DADOS DE ENTRADA:
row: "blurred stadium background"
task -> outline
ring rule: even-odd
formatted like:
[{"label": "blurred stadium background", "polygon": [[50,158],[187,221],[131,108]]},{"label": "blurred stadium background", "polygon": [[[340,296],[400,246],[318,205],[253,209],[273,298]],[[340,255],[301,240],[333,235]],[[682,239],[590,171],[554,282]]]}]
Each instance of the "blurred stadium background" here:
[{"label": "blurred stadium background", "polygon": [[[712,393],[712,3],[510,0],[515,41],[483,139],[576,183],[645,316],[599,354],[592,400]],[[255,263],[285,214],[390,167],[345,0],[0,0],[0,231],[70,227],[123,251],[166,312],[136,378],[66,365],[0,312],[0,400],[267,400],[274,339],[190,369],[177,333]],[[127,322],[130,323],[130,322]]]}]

ENUNCIADO DA TAREFA:
Atualize a listagem acima, trocando "even-odd" por "nonzero" e mantendo todo o resto igual.

RESPOSTA:
row: "blurred stadium background"
task -> outline
ring rule: nonzero
formatted like:
[{"label": "blurred stadium background", "polygon": [[50,158],[187,221],[131,108]]},{"label": "blurred stadium background", "polygon": [[[340,296],[400,246],[318,205],[253,209],[273,298]],[[340,255],[301,240],[333,235]],[[682,239],[590,171],[554,282]]]}]
Each instance of the "blurred stadium background" here:
[{"label": "blurred stadium background", "polygon": [[[712,393],[712,3],[510,0],[515,41],[483,139],[576,183],[645,316],[599,354],[592,400]],[[255,263],[285,214],[390,167],[345,0],[0,0],[0,231],[70,227],[123,251],[166,312],[136,378],[66,365],[0,312],[0,400],[267,400],[274,339],[190,369],[177,333]],[[127,322],[130,323],[130,322]]]}]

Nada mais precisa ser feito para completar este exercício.